» Goal
Can you reproduce the listing from its first line through the line containing "[[[944,720],[911,725],[912,799],[965,799],[962,759]]]", swapping "wooden" for "metal" and changing nothing else?
^^^^^^^^^^^^^^^^
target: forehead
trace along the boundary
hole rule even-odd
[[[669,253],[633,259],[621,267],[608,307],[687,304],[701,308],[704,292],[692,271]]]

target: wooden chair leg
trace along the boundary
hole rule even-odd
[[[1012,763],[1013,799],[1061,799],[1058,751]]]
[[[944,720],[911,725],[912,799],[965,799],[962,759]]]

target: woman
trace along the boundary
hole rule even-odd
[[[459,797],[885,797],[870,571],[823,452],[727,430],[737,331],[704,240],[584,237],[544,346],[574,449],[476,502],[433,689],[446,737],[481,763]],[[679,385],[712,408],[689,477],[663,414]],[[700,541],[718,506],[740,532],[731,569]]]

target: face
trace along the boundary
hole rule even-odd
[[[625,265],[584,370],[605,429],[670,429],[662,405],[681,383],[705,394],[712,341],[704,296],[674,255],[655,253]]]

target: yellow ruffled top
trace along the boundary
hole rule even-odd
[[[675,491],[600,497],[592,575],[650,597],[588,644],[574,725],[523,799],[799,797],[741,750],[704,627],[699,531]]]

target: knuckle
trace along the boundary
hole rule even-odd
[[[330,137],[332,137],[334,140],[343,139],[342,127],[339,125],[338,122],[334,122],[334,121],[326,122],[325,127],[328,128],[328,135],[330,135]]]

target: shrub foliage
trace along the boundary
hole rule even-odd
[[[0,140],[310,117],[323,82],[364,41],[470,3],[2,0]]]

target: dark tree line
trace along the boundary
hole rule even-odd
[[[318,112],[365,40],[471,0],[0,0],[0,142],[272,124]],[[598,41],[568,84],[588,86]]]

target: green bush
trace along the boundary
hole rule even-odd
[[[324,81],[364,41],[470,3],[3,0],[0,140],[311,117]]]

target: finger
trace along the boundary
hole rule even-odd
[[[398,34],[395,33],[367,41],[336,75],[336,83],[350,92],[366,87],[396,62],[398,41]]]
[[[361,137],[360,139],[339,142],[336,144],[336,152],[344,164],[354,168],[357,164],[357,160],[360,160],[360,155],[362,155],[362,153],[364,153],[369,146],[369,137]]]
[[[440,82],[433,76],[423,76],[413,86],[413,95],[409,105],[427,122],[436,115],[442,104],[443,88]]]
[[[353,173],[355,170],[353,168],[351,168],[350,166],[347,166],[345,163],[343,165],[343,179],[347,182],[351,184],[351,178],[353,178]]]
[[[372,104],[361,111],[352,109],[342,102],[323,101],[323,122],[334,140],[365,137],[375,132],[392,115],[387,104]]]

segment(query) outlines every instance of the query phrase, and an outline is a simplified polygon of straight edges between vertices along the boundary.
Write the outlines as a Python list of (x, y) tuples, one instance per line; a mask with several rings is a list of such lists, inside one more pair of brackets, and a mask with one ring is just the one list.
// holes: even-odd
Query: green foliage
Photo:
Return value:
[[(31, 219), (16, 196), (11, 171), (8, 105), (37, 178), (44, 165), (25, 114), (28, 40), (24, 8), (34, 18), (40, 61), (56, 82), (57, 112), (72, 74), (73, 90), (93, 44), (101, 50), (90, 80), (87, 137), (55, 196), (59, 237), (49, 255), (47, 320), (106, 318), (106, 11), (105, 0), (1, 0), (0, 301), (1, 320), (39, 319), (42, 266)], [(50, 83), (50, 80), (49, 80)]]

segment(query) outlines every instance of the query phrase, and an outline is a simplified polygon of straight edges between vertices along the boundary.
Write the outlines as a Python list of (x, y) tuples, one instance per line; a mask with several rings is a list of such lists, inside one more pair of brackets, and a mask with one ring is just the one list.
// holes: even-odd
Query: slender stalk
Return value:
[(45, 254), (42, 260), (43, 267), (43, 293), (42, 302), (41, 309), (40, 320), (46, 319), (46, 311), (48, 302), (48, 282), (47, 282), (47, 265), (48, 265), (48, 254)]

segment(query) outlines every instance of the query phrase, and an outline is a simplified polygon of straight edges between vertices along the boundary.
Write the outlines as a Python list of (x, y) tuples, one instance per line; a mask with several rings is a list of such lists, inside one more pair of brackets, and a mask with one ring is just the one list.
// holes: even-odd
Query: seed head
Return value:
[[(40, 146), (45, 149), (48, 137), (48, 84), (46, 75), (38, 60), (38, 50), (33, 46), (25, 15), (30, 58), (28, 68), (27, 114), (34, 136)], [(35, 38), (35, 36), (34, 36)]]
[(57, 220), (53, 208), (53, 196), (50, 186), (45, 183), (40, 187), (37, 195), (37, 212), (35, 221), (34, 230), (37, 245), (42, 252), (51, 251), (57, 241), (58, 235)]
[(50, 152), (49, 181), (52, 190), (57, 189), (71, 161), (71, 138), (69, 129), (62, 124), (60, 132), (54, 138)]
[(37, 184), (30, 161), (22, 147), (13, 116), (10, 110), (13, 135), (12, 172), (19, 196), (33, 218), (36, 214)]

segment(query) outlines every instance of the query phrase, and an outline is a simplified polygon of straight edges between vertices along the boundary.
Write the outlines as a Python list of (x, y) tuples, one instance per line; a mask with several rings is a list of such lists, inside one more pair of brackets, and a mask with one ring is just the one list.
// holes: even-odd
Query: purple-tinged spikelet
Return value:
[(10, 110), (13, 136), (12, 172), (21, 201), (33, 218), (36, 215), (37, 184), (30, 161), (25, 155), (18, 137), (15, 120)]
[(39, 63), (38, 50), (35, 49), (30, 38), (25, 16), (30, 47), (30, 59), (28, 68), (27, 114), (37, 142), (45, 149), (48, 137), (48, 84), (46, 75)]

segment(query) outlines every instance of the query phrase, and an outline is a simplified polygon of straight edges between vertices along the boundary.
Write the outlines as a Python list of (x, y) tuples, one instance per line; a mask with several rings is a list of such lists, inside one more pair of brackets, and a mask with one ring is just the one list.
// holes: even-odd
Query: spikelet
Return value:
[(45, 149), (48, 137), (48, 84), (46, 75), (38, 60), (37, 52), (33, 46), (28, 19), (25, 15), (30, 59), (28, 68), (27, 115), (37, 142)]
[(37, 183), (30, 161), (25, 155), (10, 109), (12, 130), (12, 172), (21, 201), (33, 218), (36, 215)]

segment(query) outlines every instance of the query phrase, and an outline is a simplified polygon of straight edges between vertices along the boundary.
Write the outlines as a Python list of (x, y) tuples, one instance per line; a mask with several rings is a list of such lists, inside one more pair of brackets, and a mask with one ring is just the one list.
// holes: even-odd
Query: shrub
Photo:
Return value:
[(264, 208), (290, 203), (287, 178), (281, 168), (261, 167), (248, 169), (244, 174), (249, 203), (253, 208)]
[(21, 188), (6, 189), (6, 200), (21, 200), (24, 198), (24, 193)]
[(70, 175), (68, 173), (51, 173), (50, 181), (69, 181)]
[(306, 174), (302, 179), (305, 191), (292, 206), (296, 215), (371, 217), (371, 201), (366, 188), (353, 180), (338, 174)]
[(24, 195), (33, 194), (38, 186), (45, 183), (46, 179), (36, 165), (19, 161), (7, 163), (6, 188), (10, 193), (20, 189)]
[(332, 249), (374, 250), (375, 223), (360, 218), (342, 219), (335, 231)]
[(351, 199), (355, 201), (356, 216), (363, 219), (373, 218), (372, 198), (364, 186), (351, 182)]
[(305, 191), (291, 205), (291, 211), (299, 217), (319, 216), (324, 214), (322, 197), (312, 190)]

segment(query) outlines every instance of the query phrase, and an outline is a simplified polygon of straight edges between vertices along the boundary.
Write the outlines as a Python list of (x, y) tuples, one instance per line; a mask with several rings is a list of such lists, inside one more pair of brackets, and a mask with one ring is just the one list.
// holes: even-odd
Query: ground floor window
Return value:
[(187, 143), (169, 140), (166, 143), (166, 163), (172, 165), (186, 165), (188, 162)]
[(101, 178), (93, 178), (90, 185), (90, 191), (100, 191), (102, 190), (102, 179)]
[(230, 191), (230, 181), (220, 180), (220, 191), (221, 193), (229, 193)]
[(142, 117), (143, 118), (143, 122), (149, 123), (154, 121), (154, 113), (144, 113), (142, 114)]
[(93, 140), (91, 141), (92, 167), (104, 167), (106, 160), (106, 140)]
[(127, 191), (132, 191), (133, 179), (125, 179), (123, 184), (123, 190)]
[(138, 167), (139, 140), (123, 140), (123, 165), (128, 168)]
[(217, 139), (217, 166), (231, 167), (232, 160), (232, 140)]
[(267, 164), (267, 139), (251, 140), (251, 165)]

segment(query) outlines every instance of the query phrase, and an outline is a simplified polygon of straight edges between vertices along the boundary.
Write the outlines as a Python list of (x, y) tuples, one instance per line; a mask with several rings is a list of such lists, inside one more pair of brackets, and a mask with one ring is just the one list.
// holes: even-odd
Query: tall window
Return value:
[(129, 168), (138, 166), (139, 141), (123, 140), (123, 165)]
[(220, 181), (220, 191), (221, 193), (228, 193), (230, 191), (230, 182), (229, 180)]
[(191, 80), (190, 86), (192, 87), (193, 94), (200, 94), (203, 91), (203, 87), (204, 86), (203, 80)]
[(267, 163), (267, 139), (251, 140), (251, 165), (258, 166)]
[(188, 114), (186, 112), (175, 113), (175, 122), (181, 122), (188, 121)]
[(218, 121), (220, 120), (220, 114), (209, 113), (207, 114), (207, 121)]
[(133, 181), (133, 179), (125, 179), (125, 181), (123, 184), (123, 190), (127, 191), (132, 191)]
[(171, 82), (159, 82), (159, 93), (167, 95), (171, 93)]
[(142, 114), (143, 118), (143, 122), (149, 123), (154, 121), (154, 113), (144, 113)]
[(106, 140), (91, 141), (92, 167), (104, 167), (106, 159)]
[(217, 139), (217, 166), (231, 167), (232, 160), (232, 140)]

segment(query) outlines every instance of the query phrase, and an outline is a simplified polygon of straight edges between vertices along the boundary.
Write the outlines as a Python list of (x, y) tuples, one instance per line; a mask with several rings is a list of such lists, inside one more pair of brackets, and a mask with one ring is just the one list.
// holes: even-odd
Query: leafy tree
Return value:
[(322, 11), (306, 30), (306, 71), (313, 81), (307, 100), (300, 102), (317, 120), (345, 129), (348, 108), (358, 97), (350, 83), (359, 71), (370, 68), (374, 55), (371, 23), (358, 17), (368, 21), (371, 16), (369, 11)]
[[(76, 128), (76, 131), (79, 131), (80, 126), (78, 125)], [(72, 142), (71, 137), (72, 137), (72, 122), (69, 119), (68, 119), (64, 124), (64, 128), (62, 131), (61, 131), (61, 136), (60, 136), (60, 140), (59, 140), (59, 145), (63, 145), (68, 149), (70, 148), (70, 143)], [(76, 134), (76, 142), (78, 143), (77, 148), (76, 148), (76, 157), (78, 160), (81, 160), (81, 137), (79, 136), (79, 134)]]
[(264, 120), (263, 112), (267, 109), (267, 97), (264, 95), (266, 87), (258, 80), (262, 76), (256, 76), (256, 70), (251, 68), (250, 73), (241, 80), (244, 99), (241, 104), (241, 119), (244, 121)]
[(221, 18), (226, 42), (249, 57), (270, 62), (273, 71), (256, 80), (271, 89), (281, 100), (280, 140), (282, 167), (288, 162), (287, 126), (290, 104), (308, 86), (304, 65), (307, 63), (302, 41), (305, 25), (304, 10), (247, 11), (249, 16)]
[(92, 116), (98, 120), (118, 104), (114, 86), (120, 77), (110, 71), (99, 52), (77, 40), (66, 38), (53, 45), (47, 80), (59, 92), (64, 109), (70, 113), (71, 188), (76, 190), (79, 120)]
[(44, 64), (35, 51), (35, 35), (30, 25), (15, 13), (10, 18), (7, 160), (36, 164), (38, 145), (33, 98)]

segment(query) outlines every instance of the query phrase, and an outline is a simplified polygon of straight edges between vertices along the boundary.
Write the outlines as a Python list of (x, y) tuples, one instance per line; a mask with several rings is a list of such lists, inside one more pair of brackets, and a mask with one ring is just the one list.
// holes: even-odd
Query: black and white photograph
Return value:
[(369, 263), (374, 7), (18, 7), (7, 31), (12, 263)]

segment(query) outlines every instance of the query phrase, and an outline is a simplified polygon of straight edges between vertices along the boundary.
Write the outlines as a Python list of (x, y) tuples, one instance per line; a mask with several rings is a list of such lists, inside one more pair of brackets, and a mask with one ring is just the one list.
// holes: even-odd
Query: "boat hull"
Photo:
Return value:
^^^^^^^^^^^^^^^^
» Completed task
target: forehead
trace along the boundary
hole rule even-odd
[[[669,253],[633,259],[621,267],[608,307],[687,304],[701,308],[704,292],[692,271]]]

target: metal chair leg
trace along the boundary
hole rule even-odd
[[[1012,763],[1013,799],[1061,799],[1058,751]]]
[[[944,720],[911,725],[912,799],[965,799],[962,759]]]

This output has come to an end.